• YOUR GOAL
Set down the final stretch of the data, from the line that holds "Where can the damaged" through the last line, both included, with pictures left out.

========

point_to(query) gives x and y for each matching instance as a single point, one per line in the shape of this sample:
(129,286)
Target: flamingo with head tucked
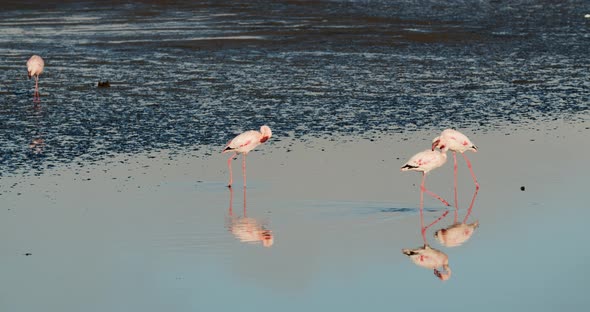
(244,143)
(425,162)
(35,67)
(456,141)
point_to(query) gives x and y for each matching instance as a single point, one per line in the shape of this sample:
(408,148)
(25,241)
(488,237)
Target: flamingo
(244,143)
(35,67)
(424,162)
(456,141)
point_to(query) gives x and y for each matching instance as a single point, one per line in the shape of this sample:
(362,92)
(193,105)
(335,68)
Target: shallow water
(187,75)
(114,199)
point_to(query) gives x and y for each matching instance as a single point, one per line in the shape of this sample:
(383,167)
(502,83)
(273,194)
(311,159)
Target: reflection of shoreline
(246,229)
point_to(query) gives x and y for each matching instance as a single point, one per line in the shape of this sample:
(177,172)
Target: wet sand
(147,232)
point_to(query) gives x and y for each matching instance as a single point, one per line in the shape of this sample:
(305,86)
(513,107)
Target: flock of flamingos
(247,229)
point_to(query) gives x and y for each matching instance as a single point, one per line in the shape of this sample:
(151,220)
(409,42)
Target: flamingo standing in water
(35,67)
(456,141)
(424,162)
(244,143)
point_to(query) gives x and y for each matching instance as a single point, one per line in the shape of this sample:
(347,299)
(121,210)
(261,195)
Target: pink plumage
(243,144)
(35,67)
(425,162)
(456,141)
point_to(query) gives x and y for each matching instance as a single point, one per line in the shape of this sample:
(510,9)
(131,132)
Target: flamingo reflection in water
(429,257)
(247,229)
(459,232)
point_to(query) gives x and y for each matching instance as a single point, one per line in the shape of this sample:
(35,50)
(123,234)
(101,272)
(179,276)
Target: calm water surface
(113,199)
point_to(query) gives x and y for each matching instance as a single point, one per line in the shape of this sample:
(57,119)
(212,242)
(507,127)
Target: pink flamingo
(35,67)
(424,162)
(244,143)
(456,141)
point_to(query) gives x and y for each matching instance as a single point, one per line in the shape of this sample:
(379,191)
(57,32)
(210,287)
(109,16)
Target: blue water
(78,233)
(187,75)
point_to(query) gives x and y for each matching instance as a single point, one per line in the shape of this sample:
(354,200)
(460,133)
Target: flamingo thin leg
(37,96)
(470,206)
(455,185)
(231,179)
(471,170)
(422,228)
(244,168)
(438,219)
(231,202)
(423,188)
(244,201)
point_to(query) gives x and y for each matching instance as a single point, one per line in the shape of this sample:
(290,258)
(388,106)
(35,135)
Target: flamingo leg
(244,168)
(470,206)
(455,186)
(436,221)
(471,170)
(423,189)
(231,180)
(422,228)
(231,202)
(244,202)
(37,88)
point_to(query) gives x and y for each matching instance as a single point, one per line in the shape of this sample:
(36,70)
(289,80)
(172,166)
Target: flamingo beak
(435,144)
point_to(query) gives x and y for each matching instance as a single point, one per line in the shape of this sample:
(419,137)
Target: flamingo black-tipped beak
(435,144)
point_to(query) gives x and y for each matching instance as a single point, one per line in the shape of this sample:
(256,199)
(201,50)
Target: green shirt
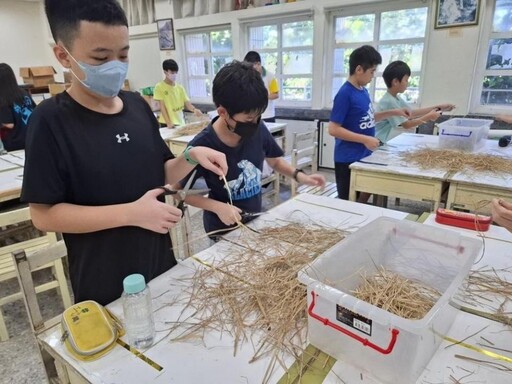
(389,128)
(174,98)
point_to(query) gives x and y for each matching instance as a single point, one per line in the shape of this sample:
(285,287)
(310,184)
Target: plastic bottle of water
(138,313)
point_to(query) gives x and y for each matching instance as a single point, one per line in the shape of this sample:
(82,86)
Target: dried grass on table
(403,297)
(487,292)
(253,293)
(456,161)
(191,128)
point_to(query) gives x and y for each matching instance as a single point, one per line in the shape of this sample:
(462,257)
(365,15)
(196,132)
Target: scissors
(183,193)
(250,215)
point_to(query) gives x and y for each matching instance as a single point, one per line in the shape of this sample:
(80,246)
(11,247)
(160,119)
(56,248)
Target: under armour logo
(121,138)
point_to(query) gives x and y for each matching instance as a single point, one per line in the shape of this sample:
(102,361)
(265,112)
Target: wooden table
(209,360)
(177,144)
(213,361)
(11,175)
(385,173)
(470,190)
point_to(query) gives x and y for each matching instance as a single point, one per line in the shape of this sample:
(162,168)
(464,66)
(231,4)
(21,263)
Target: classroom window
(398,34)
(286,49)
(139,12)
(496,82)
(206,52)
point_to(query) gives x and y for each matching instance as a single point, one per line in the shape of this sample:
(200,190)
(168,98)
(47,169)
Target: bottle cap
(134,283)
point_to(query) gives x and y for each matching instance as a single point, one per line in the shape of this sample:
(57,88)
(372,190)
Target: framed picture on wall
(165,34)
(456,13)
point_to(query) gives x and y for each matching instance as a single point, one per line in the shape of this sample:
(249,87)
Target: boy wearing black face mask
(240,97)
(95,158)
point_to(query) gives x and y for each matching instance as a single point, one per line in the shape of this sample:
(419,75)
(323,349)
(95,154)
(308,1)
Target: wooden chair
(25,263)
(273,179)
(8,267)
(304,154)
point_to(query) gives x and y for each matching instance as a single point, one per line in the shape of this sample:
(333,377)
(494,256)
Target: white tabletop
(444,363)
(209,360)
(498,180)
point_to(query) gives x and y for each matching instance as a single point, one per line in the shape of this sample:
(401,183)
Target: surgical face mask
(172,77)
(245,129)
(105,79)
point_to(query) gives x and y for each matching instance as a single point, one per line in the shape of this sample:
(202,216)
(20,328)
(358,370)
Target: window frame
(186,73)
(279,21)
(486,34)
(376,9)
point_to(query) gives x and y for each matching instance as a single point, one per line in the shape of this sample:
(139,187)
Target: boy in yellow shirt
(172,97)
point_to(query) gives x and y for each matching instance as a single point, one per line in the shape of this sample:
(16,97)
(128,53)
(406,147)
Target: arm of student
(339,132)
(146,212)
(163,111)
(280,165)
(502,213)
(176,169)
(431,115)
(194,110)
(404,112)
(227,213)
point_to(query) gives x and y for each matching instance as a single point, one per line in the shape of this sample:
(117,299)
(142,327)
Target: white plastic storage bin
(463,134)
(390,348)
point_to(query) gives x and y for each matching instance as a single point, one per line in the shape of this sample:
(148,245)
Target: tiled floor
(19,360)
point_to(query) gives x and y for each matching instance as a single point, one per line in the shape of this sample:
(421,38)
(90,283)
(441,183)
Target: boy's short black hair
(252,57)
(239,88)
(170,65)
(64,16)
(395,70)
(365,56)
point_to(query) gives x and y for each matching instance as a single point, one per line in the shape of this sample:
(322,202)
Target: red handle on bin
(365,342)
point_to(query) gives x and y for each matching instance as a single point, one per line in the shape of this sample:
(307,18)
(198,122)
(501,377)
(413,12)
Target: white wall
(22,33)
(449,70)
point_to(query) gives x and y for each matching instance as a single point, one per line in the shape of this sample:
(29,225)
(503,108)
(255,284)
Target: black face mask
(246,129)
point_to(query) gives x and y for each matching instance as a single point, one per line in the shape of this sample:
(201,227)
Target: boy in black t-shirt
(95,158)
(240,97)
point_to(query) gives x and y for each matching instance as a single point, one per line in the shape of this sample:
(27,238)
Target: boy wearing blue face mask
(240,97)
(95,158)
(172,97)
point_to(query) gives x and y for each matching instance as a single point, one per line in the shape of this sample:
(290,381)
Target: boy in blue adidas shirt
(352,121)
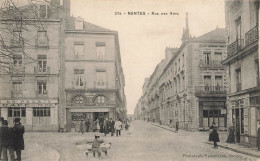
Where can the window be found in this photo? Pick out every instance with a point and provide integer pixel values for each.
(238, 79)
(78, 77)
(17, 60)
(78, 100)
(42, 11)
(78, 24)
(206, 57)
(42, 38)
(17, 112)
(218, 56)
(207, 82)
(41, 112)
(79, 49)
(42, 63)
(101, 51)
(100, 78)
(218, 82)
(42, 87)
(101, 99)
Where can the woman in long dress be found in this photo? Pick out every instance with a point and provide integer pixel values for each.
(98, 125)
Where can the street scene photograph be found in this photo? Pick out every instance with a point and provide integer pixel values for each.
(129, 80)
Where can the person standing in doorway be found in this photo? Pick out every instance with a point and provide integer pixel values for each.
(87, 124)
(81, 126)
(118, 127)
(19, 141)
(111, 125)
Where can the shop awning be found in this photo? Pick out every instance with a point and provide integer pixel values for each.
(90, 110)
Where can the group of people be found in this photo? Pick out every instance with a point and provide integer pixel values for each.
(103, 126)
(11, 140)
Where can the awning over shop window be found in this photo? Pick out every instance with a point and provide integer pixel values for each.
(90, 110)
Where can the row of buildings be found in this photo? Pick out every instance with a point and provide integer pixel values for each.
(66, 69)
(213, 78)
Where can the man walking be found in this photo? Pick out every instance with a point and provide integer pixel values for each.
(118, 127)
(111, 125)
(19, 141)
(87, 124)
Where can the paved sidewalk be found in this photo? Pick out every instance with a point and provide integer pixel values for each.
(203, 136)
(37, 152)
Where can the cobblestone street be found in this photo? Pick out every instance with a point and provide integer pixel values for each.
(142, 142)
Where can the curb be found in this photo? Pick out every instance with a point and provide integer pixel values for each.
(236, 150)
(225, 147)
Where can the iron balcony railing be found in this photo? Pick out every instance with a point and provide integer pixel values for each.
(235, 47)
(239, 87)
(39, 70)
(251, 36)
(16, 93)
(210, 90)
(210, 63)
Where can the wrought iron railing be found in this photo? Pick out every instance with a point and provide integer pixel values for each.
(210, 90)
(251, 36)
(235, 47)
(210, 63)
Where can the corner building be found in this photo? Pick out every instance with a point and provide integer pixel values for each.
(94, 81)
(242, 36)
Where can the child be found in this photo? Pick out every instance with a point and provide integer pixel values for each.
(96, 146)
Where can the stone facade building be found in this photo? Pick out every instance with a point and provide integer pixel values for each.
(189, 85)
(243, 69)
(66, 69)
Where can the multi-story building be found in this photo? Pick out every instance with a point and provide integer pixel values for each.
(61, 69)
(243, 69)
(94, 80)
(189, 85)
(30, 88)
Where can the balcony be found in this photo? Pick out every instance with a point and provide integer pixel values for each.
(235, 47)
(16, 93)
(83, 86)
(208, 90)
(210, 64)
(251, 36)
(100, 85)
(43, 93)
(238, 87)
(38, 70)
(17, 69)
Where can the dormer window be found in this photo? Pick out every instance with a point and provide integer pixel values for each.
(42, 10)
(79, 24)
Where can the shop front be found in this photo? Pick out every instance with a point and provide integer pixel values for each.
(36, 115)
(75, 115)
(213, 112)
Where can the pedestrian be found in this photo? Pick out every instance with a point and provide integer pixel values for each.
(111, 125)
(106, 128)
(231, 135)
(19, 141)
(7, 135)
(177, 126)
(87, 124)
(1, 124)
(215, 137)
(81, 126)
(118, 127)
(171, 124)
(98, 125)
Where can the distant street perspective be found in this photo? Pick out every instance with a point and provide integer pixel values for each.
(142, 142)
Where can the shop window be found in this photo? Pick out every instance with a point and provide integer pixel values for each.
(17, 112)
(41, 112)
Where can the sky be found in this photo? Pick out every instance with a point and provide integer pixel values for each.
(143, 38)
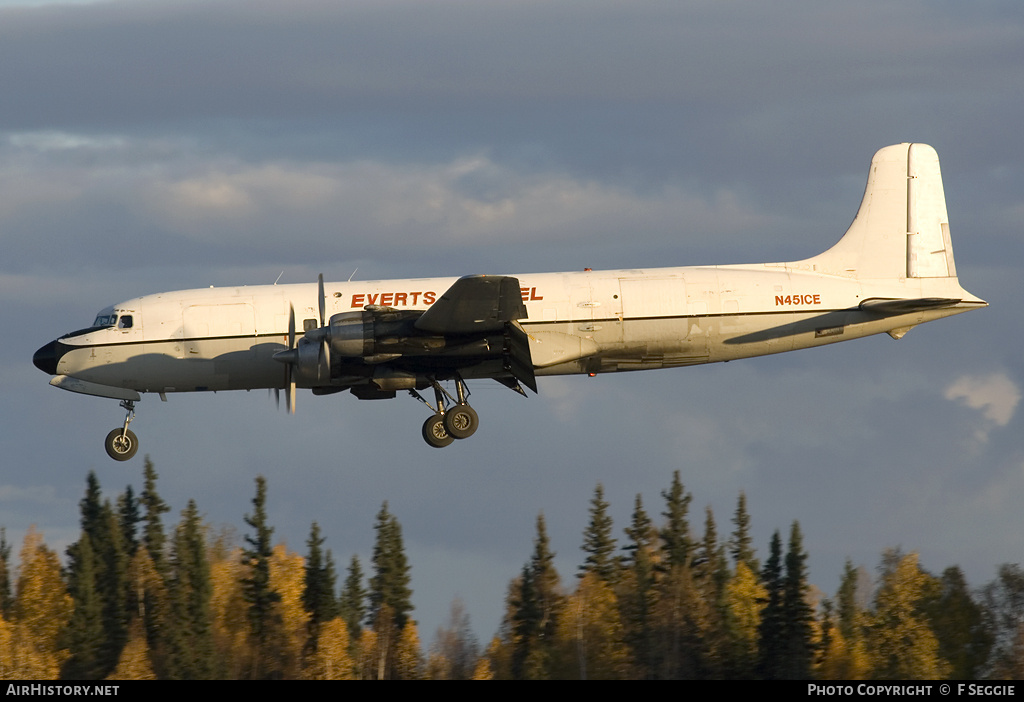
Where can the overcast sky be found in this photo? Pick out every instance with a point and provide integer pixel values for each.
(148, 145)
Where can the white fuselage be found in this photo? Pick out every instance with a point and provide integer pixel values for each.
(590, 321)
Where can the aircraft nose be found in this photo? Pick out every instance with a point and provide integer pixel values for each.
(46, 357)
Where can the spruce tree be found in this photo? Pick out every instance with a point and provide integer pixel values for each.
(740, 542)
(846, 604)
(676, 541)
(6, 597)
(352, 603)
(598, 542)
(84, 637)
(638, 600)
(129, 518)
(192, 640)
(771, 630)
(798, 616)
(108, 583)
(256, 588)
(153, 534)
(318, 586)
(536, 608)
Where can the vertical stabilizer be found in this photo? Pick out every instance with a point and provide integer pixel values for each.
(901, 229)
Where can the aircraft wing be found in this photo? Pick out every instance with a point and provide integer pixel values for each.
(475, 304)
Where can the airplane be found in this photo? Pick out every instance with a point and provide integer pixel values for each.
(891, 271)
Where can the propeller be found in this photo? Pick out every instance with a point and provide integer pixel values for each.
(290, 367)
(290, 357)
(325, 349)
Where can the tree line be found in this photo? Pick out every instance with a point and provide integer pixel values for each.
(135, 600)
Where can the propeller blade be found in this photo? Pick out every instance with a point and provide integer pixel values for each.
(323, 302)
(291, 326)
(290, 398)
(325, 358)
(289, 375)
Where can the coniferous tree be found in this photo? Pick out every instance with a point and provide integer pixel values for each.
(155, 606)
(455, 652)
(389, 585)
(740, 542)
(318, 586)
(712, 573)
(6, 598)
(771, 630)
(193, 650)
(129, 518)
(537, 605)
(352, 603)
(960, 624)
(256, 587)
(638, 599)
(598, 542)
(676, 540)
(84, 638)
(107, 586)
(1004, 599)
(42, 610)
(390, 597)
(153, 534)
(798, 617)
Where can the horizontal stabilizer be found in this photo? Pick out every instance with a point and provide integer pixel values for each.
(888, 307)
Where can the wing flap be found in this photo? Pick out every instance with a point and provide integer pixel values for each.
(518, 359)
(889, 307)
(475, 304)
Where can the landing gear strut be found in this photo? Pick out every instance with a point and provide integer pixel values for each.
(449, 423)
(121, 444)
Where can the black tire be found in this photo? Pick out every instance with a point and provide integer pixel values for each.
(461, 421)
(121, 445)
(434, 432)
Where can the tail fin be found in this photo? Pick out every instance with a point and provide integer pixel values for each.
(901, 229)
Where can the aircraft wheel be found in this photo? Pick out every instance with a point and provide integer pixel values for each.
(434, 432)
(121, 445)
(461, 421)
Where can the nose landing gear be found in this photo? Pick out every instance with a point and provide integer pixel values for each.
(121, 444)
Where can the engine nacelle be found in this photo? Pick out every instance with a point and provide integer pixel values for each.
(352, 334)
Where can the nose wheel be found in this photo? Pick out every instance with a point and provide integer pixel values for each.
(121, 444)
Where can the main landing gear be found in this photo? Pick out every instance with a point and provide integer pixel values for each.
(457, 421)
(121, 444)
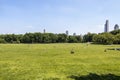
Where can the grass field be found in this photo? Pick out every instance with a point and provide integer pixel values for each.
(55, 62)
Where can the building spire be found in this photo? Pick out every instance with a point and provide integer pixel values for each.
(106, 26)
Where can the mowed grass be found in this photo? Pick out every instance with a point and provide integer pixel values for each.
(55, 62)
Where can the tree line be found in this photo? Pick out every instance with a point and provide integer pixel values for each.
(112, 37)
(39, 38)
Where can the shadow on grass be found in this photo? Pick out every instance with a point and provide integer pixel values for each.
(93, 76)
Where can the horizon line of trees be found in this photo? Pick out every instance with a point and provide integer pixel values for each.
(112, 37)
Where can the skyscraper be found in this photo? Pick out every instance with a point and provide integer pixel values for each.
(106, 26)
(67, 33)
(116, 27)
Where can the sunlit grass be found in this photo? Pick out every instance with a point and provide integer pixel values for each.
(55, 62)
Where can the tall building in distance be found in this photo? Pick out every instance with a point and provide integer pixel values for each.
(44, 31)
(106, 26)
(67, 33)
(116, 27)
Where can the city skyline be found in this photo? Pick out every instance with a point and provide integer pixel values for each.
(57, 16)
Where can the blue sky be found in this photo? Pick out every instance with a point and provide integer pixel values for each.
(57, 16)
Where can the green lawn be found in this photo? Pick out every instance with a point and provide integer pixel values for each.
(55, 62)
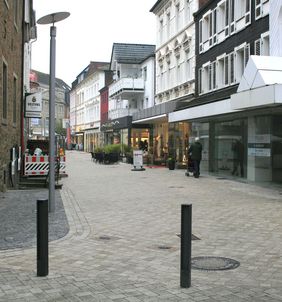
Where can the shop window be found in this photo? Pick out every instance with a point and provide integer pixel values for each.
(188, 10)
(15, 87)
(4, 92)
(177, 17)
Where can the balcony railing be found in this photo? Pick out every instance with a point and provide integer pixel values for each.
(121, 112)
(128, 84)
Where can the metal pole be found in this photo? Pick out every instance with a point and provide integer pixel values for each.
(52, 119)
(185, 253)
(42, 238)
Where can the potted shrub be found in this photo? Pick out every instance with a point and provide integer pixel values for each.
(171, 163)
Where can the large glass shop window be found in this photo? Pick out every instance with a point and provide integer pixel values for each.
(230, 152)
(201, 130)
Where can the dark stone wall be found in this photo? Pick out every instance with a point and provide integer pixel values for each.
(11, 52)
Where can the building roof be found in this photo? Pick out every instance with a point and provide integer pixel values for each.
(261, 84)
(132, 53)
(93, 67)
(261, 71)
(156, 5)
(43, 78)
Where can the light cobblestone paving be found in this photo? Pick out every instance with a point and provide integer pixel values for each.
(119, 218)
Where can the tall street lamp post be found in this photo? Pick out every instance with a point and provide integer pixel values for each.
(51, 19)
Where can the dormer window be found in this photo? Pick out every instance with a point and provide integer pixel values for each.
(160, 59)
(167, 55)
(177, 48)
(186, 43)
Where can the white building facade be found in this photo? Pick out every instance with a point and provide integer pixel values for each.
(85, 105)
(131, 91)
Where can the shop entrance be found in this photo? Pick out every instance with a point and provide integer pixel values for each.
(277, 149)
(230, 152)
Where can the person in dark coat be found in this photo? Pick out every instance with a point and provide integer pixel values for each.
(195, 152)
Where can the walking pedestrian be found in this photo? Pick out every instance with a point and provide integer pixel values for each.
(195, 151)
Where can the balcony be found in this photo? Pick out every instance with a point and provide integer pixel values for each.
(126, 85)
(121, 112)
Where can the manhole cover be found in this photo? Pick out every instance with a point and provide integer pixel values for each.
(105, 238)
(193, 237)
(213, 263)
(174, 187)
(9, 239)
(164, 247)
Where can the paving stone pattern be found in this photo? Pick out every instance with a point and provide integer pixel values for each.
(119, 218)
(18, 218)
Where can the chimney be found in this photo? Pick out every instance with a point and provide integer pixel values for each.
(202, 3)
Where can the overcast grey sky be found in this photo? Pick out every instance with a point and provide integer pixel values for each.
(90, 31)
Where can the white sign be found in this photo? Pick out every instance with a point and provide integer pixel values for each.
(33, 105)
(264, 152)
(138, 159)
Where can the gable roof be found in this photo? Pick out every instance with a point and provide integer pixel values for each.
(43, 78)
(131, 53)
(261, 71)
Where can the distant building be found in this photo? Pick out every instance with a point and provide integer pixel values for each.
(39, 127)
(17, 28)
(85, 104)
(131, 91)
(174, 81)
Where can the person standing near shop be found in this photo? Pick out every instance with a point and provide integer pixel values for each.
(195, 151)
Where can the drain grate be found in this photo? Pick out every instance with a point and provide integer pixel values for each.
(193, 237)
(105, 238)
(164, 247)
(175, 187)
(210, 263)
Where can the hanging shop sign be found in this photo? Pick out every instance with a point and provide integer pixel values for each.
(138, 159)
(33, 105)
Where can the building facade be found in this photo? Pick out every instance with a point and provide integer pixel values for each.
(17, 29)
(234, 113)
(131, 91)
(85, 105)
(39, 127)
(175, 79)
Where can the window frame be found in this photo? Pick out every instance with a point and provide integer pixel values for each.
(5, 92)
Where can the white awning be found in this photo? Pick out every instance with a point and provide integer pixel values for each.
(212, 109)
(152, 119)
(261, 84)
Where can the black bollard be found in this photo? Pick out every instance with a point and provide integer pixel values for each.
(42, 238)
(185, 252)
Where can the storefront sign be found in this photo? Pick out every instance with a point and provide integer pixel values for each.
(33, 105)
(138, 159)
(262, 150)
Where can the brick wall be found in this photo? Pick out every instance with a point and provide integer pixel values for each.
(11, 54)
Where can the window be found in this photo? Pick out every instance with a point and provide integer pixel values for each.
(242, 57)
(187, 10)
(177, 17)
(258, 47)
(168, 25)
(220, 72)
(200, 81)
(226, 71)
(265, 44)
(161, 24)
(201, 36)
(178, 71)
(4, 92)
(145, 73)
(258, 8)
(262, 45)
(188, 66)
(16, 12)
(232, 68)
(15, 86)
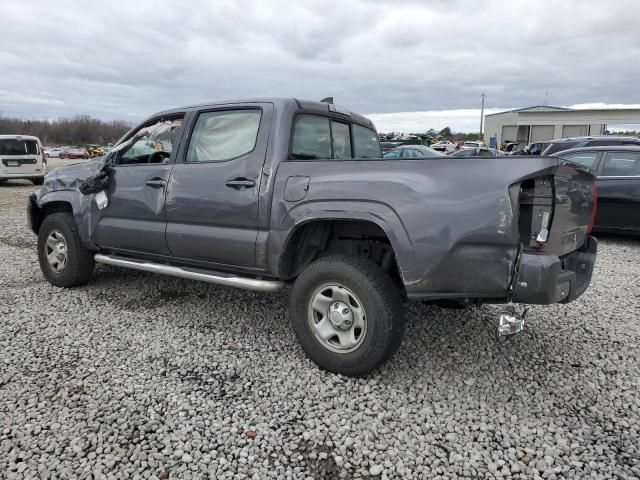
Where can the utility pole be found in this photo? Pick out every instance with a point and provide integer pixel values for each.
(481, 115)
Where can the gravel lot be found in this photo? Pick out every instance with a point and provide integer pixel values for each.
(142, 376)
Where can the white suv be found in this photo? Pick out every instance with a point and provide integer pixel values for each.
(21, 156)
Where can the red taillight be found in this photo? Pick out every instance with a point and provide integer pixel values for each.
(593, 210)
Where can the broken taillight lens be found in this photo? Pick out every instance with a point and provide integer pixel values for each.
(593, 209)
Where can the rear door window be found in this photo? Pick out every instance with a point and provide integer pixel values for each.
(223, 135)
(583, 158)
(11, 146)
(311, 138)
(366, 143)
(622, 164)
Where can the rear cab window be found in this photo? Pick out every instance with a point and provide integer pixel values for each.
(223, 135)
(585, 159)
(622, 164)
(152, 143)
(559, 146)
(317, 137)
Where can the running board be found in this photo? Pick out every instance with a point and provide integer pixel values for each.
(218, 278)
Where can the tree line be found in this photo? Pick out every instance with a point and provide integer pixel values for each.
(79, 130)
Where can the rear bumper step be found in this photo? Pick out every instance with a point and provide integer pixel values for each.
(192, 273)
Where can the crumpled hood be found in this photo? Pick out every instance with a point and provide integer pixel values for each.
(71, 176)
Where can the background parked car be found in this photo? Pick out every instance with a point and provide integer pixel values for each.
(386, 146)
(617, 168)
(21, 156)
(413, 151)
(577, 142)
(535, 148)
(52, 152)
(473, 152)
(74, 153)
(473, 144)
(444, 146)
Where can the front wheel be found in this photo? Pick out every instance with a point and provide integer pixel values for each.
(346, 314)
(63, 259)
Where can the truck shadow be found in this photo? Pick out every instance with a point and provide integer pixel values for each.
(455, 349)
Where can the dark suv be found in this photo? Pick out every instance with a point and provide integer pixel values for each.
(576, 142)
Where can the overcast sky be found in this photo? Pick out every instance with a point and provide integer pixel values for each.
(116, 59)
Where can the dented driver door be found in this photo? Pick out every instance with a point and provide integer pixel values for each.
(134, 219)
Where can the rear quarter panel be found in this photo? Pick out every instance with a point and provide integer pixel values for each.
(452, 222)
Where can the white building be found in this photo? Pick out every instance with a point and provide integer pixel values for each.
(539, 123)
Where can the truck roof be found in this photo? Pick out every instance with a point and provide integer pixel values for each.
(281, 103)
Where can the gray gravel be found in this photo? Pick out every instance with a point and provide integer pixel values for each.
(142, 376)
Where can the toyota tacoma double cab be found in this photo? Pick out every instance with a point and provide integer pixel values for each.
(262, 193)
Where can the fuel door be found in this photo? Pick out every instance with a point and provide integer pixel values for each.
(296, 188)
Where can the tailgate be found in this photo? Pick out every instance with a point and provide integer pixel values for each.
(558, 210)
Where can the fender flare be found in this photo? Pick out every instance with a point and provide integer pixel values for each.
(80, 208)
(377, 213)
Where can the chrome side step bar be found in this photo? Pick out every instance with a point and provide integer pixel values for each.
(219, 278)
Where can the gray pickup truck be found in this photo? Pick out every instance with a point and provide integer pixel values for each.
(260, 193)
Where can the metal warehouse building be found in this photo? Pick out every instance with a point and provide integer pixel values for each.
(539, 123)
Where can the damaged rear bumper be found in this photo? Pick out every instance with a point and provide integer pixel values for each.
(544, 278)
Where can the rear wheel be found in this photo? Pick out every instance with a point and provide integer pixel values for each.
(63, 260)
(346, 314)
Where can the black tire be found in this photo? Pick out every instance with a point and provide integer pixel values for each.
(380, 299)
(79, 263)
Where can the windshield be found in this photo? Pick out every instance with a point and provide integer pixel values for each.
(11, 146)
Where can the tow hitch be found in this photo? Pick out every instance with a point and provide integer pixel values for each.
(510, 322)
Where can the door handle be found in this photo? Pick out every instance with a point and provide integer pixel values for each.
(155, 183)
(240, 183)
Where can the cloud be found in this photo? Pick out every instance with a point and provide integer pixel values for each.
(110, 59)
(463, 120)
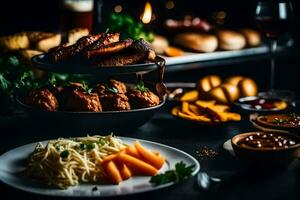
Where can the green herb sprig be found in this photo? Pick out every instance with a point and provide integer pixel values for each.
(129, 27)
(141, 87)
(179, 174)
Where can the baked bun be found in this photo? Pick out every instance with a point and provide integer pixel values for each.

========

• RESULT FOR THIS EXERCISE
Where can the damaged rear bumper be found in this photo? Pick out every instance with a point and provide integer pixel values for each.
(544, 278)
Where can the rear wheel be found in this photo? Pick out every instance with a point and provide integer pixel values for each.
(63, 260)
(346, 314)
Where can the black tire be found in this photo? Pick out every instance with a point and provide integer pixel values for each.
(380, 299)
(79, 263)
Where can the windshield be found in this photo? Pick out every instance with a point and provide integer pixel values for each.
(11, 146)
Where can the tow hitch be found in this photo? Pick out every instance with a point and provide integer pixel values for each.
(510, 322)
Where can the door handle be found in this photo? Pick out every instance with a point and provide integer pixel values for each.
(155, 183)
(240, 183)
Where can the cloud be found in this photo? Pick out every instance with a point and provide integer pixel values for each.
(110, 59)
(463, 120)
Where can the green herb sprig be found in this photo? Pick out every instance with a point and provide integer pixel values for each.
(129, 27)
(141, 87)
(179, 174)
Where can the baked bun be found in this photo? Pick out every instance with a point and provide integer pixel values for each.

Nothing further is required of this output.